* _Work required_
Give again, word for word, only the lines from the one containing "point: barn wall" through the final line.

* _Raw data_
★ ★ ★ ★

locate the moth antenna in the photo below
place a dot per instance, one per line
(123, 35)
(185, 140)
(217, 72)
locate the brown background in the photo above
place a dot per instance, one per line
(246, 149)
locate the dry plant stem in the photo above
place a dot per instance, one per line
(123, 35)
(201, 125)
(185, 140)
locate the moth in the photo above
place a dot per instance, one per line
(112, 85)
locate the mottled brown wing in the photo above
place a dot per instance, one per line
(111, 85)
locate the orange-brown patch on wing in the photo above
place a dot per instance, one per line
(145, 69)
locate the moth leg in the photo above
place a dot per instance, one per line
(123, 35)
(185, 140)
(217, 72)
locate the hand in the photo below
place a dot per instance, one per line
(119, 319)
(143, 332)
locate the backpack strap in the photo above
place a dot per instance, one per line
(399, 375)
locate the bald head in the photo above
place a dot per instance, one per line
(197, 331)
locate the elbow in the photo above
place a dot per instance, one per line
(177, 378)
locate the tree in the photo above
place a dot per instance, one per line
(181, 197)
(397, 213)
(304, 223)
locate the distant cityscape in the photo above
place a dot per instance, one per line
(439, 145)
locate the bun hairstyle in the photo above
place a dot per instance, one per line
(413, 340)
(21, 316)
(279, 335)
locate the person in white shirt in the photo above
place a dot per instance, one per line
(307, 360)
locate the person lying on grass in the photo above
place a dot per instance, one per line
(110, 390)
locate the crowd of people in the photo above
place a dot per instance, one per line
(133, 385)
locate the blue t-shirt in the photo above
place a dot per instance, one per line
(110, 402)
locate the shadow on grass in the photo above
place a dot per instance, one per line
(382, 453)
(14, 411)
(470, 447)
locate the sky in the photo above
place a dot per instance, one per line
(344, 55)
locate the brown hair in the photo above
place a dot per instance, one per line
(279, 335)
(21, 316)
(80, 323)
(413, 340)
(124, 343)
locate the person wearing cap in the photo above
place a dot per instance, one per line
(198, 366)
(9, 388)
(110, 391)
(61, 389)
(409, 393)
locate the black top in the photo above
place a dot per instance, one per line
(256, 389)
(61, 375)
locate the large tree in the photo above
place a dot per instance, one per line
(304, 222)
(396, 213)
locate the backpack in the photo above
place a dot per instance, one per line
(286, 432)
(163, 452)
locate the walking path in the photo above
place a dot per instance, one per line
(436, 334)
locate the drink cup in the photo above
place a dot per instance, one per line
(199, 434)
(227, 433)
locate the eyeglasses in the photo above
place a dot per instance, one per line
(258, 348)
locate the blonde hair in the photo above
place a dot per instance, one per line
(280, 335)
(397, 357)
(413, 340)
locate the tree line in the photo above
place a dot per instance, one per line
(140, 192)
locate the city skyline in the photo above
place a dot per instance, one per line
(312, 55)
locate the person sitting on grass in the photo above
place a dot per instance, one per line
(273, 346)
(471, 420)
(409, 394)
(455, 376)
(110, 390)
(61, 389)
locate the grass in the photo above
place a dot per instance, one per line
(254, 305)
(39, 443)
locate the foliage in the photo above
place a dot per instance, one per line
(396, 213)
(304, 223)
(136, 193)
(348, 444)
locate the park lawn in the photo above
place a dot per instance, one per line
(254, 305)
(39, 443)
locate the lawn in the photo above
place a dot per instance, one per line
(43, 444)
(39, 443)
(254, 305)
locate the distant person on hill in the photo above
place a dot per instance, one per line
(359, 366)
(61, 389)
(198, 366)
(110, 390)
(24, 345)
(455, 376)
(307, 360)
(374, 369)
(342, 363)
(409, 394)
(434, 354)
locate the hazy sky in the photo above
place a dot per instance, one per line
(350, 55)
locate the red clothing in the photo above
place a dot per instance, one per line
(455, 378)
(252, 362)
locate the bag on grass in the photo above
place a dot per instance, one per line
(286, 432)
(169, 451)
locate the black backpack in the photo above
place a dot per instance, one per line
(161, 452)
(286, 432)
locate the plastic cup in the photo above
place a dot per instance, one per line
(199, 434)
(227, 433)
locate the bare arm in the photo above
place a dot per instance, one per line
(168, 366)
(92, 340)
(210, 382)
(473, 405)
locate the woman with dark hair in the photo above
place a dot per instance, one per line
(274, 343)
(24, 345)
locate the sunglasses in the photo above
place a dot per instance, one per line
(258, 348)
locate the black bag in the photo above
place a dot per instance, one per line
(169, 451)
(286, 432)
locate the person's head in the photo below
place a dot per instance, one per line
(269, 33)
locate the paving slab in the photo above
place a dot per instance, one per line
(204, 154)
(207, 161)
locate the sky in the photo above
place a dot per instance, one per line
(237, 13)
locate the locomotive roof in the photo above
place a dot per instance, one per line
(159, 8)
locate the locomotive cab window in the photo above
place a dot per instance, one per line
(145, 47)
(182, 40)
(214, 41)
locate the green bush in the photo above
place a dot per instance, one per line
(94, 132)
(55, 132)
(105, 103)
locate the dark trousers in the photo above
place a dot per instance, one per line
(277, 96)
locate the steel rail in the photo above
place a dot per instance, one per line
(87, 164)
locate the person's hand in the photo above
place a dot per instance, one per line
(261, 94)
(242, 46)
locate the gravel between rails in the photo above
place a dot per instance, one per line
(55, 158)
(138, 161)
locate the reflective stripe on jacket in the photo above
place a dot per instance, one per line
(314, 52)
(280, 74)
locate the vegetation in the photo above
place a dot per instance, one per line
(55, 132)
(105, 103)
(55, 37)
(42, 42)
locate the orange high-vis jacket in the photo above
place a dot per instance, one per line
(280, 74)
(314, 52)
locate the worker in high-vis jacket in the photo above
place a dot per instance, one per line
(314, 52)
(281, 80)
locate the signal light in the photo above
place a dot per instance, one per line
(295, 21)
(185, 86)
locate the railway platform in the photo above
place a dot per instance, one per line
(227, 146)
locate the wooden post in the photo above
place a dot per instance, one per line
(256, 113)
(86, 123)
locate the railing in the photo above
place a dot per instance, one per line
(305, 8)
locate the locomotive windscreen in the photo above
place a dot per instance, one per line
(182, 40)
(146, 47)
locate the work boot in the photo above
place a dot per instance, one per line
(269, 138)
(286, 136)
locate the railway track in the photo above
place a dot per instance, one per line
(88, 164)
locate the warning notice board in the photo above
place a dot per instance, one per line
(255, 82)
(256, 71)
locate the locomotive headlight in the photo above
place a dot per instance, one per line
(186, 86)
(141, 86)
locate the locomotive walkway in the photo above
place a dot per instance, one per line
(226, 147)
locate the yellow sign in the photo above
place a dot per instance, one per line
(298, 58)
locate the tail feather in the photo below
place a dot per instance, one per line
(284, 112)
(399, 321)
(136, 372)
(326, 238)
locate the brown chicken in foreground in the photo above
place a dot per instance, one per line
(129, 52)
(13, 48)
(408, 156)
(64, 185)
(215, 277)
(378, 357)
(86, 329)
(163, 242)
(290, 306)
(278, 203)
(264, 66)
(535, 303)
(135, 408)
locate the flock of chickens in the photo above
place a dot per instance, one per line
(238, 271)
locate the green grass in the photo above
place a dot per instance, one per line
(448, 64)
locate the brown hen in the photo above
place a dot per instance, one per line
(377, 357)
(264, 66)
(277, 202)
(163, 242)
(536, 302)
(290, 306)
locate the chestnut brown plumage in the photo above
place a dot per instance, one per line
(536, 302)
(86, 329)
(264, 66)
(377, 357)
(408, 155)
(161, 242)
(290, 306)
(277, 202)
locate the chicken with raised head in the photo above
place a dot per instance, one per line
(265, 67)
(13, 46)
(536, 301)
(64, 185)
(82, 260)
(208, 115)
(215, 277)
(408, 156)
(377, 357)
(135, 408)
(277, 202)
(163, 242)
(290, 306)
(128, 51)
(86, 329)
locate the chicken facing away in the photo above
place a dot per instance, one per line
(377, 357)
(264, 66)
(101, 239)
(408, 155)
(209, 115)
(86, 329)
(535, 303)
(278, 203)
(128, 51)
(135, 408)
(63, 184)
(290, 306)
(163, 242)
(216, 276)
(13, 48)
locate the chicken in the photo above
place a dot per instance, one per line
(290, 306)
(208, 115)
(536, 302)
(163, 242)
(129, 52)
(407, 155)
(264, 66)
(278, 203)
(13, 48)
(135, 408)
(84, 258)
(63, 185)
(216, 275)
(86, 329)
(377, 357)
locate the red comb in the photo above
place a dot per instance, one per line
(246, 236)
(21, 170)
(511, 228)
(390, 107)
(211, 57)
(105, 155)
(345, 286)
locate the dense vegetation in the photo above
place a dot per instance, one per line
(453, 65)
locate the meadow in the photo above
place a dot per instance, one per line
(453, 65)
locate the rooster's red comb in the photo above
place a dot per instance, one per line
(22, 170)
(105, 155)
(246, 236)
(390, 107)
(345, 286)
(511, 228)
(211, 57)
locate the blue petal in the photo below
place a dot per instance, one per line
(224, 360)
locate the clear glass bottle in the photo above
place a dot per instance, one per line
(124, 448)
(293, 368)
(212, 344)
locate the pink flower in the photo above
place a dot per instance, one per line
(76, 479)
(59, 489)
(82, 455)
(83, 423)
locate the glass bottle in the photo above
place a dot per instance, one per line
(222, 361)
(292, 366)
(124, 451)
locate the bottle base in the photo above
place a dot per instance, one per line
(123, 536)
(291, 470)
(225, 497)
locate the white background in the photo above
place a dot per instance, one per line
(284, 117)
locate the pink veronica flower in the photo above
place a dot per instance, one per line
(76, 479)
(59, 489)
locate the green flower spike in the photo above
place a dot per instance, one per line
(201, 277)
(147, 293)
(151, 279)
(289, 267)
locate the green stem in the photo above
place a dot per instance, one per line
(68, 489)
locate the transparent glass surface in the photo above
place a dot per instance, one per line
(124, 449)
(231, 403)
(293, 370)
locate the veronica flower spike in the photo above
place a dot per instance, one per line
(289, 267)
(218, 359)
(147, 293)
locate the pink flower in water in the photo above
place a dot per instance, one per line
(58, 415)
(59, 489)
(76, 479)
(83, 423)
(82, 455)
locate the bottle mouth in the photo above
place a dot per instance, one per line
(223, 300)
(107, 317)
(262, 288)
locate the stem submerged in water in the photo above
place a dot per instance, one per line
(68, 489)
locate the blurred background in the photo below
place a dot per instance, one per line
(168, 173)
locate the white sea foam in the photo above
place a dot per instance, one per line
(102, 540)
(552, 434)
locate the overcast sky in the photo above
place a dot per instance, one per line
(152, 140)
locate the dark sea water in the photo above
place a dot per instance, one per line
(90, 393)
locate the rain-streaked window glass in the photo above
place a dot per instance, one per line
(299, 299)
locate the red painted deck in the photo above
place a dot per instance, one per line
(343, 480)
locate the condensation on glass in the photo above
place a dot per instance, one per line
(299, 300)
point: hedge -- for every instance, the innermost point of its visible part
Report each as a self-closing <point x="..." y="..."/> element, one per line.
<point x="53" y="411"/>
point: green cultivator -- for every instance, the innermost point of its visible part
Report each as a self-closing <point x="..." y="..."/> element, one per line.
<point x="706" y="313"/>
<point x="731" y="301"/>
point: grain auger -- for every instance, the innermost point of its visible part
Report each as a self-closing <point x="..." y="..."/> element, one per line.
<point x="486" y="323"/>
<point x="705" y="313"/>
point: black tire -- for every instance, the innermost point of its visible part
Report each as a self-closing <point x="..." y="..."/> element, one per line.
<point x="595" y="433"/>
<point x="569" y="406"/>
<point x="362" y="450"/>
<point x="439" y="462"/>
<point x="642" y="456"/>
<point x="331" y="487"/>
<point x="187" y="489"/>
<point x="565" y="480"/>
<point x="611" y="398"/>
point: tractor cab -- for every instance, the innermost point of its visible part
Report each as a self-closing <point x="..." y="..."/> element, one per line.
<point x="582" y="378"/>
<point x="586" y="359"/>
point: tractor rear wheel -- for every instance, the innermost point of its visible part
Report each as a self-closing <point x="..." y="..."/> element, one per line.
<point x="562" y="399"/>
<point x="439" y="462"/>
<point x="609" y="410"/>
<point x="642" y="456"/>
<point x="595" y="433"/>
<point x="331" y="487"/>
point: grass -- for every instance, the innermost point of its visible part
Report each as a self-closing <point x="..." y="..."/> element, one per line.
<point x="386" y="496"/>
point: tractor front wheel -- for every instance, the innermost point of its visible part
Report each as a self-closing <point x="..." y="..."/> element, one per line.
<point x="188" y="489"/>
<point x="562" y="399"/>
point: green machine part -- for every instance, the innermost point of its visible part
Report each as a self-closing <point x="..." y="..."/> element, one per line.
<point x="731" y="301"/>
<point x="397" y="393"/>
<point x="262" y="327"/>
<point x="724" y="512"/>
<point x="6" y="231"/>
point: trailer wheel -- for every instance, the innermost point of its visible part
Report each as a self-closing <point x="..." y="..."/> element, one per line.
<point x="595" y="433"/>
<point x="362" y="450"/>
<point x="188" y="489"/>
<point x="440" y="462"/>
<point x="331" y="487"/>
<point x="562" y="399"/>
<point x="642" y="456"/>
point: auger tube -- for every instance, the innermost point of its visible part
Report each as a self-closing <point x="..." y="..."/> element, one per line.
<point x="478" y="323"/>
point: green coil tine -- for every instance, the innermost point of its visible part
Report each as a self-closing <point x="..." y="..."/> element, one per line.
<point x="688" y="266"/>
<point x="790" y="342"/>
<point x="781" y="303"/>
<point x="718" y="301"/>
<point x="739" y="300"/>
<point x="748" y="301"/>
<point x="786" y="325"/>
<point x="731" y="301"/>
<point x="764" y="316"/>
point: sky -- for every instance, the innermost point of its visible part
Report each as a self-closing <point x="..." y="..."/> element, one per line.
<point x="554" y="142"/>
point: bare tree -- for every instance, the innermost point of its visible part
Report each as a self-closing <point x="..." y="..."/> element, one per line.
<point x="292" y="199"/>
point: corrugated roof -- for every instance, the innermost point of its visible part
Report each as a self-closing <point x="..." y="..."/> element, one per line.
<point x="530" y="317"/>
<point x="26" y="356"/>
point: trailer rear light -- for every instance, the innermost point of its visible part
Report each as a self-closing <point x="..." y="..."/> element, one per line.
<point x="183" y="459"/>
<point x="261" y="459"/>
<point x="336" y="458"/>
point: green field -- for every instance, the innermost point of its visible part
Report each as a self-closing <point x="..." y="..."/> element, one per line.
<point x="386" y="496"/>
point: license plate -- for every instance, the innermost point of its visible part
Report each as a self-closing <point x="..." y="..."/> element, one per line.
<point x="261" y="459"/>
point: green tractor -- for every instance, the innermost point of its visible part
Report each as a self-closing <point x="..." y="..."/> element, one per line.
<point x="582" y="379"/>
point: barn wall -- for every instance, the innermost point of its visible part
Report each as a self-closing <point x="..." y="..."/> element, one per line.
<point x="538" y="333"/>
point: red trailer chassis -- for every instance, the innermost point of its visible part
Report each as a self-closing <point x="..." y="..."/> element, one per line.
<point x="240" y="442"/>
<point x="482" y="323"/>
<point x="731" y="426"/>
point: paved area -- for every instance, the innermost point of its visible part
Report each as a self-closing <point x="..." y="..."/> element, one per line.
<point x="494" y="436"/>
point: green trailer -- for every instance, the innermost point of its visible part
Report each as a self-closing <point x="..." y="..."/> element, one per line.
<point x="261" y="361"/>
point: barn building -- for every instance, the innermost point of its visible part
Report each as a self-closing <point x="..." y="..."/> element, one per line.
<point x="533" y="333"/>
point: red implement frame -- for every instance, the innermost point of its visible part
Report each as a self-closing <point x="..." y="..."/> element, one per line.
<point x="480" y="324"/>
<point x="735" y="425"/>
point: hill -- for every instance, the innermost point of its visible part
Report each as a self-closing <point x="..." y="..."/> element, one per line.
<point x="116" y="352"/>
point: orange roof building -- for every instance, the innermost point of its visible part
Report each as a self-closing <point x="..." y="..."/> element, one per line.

★ ★ ★ ★

* _Result of the task_
point: barn wall -- for every instance, the innermost point of its visible part
Report each as a self-closing <point x="..." y="..."/> element, one per line.
<point x="538" y="333"/>
point: red trailer chassis -- for every instance, the innermost point of its visible part
Report each as a self-closing <point x="..." y="..."/> element, one per line.
<point x="240" y="442"/>
<point x="482" y="323"/>
<point x="731" y="426"/>
point: paved area -- for every instance, the innermost point of its visible part
Report each as a self-closing <point x="..." y="..."/> element, one per line.
<point x="494" y="436"/>
point: green trailer -- for every instance, the innermost point of its visible part
Report each as a self-closing <point x="..." y="..."/> element, one per line.
<point x="261" y="361"/>
point: barn building -- for every instance, the innermost point of its visible part
Report each as a self-closing <point x="..." y="..."/> element, one per line.
<point x="533" y="333"/>
point: red implement frame -- for every instance, the innermost point of its visible part
Report each as a self-closing <point x="..." y="..."/> element, one per line.
<point x="480" y="324"/>
<point x="735" y="425"/>
point: hill -- for every instance, the innermost point of its visible part
Report each as a self-closing <point x="..." y="..."/> element, one per line.
<point x="116" y="352"/>
point: orange roof building -- for every instance, the innermost point of its visible part
Report each as a self-closing <point x="..." y="..."/> element, one per line.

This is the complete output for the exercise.